→ SELECTED TEXT

------------------------------------------------------------------------

# Apparently this is comfy.....



## Guest (Mar 2, 2013)

Of all the soft beds and hammocks they have to choose from in the cage, these 4 chose the paper basket 

They look comfy tho


----------



## kodakkuki (Aug 8, 2011)

You gotta love the weirdos though!!!


----------



## kodakkuki (Aug 8, 2011)

Wobbles said:


> .
> 
> Oh and well done on doing the impossible - getting all four in the same pic and all facing you:cornut:


There's only one way to get a group of girls facing the same way in a pic...

witchcraft!
:001_tongue:


----------



## Guest (Mar 2, 2013)

Wobbles said:


> :lol: :lol: :lol: Those are fab pics Bernie Told you they like that basket - that and the Tardis thing were their two favourites and their not even designed for rats They never all climbed in it at once though, in fact I didn't even think they could! Must be stronger than it looks
> 
> They still stay together then, even though they have others with them? Those pics make me so glad I didn't split them, they look so happy together, its obvious how unhappy they'd have been apart now.
> 
> Oh and well done on doing the impossible - getting all four in the same pic and all facing you:cornut:


Completely depends tbh, sometimes the whole group is snuggled, sometimes these 4 take themselves off together and sometimes I find different girls snuggled up to different girls. I have to say it is awesome seeing the big group interact 

My secret to getting all the girls looking at me is to wiggle the bolt on the door, I just focused the camera in the right spot before I made a sound :lol:


----------



## WelshYorkieLover (Oct 16, 2011)

------------------------------------------------------------------------

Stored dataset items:
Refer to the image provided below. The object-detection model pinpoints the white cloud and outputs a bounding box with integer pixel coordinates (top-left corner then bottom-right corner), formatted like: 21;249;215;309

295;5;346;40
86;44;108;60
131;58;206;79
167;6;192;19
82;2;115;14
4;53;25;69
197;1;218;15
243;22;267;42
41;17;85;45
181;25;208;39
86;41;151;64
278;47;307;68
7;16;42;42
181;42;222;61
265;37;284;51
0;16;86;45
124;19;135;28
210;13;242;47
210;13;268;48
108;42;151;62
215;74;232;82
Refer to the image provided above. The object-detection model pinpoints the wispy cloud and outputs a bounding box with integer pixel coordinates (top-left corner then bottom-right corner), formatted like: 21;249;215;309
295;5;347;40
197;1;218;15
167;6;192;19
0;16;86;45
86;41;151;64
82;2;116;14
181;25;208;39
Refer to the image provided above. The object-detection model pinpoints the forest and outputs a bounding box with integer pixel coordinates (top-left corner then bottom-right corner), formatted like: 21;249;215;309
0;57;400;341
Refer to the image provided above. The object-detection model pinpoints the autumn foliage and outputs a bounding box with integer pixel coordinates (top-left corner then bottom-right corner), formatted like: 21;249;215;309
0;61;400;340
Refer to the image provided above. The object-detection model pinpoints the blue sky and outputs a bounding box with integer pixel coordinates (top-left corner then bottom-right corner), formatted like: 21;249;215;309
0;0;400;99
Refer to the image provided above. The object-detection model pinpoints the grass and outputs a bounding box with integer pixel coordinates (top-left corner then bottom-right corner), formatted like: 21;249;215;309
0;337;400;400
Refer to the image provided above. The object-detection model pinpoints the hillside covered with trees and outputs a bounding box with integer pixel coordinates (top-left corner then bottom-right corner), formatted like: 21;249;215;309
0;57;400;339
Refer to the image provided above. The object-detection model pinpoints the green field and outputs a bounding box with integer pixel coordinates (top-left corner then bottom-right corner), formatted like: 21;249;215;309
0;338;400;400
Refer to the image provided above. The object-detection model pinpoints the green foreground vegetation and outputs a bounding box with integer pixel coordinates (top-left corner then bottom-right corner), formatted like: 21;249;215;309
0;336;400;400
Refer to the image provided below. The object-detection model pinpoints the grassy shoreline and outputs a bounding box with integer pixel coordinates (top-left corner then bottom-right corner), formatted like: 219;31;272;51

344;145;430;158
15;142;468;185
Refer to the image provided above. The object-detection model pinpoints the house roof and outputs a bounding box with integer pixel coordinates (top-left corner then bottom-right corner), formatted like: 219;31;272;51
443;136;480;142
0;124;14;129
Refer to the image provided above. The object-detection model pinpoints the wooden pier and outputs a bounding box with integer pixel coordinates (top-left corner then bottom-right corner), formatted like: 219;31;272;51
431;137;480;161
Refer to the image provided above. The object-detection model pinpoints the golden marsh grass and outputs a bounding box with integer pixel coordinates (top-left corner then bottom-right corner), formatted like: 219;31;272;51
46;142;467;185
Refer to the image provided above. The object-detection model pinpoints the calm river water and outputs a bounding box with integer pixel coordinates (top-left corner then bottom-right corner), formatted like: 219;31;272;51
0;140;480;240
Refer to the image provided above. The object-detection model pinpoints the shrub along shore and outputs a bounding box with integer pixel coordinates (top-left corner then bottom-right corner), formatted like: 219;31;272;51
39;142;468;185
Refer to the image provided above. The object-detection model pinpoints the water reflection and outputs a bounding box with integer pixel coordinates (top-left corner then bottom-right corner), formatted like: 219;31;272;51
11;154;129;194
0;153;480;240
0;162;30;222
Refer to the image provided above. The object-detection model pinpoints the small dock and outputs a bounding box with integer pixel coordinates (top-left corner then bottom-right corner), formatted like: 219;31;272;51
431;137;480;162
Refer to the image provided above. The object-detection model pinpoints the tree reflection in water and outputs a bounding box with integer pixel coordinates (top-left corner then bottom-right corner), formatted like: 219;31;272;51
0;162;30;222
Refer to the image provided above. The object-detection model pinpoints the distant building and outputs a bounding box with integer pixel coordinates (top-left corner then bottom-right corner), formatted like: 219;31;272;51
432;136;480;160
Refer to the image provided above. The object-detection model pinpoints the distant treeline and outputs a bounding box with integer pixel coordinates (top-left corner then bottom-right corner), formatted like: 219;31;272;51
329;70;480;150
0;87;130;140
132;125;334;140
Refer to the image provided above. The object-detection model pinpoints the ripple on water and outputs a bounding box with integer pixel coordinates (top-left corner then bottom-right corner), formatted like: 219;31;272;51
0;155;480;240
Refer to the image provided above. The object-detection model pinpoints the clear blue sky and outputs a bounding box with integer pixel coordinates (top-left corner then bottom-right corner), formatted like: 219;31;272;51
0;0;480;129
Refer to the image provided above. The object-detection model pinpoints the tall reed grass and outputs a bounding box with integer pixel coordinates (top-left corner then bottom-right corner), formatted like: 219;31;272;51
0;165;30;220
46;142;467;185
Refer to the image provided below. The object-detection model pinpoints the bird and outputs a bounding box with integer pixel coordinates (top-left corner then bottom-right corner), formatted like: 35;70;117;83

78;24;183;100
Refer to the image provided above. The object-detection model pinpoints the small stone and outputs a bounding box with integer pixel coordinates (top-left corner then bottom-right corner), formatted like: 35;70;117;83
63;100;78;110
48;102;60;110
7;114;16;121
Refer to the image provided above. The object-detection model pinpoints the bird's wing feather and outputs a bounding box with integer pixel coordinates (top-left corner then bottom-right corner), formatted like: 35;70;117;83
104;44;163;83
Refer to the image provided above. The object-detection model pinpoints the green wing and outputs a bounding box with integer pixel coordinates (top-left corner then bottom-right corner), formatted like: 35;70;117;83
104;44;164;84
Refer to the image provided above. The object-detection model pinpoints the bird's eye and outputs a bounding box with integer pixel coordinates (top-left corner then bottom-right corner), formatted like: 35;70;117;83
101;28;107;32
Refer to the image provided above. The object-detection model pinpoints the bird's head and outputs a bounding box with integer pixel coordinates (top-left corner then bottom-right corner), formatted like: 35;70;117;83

------------------------------------------------------------------------

→ SET TASK
In the forum thread about the four rats in the paper basket, what does the poster do to get all the girls looking at the camera?

→ ANSWER IN FULL
The poster wiggles the bolt on the door after focusing the camera on the right spot.